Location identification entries
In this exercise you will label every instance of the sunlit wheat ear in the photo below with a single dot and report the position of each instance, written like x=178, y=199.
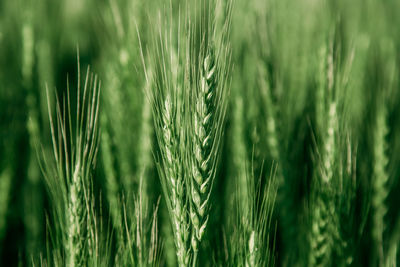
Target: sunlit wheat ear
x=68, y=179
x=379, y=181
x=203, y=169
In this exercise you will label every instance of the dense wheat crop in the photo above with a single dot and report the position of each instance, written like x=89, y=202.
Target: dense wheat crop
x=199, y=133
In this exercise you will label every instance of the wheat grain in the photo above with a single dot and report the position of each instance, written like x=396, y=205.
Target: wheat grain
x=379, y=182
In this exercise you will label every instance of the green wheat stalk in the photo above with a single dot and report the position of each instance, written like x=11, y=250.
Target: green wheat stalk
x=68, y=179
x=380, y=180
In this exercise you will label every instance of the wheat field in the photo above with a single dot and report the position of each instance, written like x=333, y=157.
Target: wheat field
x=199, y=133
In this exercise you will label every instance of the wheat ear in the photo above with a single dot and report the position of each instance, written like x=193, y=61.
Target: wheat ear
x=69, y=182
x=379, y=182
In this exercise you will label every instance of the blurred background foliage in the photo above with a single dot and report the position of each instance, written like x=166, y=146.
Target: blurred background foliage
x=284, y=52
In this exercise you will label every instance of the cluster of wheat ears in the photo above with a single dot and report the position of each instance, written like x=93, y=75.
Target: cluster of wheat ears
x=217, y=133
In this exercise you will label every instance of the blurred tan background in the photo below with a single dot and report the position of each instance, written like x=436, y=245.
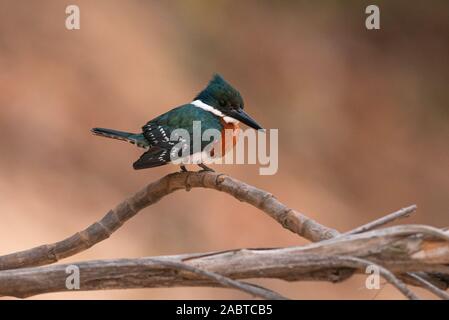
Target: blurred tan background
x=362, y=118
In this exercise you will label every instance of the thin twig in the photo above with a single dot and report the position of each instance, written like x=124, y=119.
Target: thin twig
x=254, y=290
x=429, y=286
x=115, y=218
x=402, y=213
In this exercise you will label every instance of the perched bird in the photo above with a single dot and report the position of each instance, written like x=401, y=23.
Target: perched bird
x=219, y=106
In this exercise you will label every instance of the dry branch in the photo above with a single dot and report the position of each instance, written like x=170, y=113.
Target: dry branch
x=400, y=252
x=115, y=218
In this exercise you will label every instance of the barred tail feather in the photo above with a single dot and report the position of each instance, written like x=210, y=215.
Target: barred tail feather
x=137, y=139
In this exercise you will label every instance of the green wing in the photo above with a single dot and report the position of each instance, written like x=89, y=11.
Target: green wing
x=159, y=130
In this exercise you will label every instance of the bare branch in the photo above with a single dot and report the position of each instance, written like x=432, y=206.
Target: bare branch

...

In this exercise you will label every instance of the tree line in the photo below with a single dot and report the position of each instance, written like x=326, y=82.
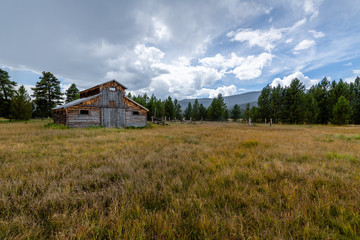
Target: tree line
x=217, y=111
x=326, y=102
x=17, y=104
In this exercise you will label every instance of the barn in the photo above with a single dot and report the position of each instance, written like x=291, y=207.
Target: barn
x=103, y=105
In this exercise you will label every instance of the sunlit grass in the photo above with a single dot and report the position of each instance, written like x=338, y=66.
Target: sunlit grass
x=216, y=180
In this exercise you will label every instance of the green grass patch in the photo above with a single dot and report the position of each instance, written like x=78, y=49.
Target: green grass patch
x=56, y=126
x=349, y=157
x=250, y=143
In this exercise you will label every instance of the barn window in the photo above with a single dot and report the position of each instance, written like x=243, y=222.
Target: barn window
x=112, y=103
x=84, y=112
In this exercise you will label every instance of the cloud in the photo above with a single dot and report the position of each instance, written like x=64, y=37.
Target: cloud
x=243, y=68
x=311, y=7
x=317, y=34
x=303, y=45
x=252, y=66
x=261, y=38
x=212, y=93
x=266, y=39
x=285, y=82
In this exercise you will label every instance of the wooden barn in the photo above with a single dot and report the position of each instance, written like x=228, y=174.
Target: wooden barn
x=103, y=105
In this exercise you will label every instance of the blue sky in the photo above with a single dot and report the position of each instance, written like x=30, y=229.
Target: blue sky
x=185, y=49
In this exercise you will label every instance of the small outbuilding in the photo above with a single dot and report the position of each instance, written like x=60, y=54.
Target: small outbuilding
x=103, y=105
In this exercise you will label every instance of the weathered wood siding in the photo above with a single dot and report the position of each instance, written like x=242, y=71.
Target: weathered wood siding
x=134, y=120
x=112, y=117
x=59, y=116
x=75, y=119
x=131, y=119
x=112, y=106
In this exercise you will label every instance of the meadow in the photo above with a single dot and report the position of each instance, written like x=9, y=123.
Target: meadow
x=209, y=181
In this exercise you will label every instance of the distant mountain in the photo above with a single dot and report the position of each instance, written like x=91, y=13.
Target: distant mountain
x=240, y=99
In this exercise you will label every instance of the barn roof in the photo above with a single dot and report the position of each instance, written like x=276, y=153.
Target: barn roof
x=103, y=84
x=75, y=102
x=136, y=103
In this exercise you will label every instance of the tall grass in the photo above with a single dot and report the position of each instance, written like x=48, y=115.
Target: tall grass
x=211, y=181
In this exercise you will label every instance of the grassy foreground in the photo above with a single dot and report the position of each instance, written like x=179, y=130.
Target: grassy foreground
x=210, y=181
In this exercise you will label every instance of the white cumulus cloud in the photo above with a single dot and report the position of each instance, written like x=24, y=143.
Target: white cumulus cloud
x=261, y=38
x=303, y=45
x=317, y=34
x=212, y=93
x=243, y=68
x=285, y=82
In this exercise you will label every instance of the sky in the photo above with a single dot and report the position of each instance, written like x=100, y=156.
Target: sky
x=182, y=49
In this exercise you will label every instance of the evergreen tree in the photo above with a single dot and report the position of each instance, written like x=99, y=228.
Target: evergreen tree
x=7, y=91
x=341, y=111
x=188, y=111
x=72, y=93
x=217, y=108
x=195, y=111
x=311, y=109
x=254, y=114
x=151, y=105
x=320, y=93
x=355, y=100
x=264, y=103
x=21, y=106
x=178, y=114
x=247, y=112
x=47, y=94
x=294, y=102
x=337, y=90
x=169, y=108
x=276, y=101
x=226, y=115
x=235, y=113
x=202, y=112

* * *

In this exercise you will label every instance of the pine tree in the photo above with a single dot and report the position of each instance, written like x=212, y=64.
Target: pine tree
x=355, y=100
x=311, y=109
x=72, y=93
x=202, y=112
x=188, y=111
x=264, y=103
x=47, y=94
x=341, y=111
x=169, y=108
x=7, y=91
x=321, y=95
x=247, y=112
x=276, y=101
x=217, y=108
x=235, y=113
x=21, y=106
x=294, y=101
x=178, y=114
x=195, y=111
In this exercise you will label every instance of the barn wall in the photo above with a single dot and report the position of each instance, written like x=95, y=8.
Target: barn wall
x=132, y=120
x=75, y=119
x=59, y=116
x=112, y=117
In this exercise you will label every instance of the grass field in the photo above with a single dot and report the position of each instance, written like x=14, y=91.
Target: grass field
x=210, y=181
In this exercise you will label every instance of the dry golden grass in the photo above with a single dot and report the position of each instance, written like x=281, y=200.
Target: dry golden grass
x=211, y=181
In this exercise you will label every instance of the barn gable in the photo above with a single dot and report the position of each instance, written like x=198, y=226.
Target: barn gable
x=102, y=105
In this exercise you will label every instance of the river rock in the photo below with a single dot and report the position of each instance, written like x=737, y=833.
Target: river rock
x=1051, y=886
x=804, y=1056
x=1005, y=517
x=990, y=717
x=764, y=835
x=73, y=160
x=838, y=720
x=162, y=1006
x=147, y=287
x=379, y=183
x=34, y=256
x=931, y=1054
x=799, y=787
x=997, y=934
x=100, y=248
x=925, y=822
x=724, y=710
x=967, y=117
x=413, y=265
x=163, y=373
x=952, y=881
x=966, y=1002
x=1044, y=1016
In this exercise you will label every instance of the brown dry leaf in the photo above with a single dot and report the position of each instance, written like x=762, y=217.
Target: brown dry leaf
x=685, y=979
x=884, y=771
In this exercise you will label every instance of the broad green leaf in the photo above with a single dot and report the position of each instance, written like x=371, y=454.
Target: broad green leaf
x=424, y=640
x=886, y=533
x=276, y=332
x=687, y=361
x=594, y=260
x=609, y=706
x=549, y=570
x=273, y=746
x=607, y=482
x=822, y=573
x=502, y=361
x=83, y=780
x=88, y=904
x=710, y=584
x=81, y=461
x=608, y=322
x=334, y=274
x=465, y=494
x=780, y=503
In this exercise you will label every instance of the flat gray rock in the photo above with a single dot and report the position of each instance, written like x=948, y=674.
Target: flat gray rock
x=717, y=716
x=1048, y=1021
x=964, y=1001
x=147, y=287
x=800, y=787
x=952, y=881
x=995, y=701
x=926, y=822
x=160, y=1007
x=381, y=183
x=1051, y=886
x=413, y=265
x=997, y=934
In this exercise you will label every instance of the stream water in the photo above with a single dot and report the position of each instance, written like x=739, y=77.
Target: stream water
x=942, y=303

Task prompt -> Reproduce verbatim the lines of the data above, beginning with the line that contains "like x=178, y=199." and continuing through the line that contains "x=380, y=180", both included. Leave the pictures out of your answer.

Answer below ->
In this exercise you will label every instance of the sunlit wheat ear in the photo below with a single dot and report the position of each instance, written like x=178, y=199.
Target: sunlit wheat ear
x=68, y=179
x=379, y=181
x=203, y=169
In this exercise you will label every instance of the dense wheat crop in the photo above with a single dot and report the position of each instance, written like x=89, y=202.
Target: dense wheat crop
x=199, y=133
In this exercise you will label every instance of the wheat grain in the photo above with a single dot and report the position of each instance, written like x=396, y=205.
Target: wheat grain
x=379, y=182
In this exercise you will label every instance of the green wheat stalk in the photo above with a single dot and report the position of each instance, written like x=11, y=250.
Target: green wheat stalk
x=68, y=179
x=380, y=180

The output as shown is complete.